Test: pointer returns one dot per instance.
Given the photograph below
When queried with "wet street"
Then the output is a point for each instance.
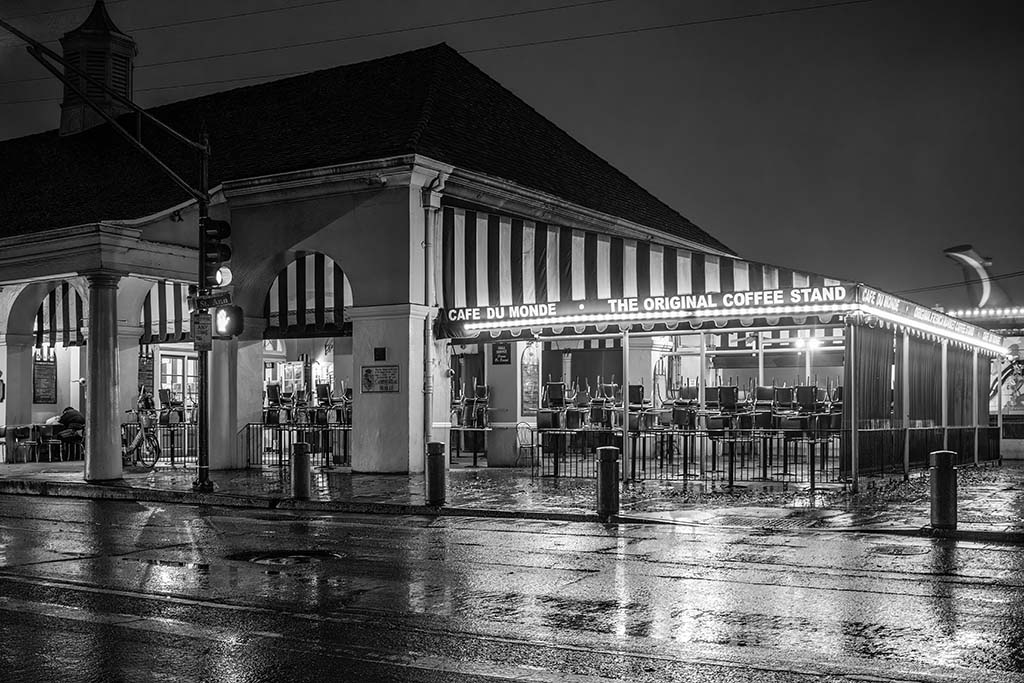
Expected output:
(138, 591)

▶ **THE TASK**:
Tally the lines of the listing above that contain the word "instance" and state the result as a bare number.

▶ **TASK SOLUTION**:
2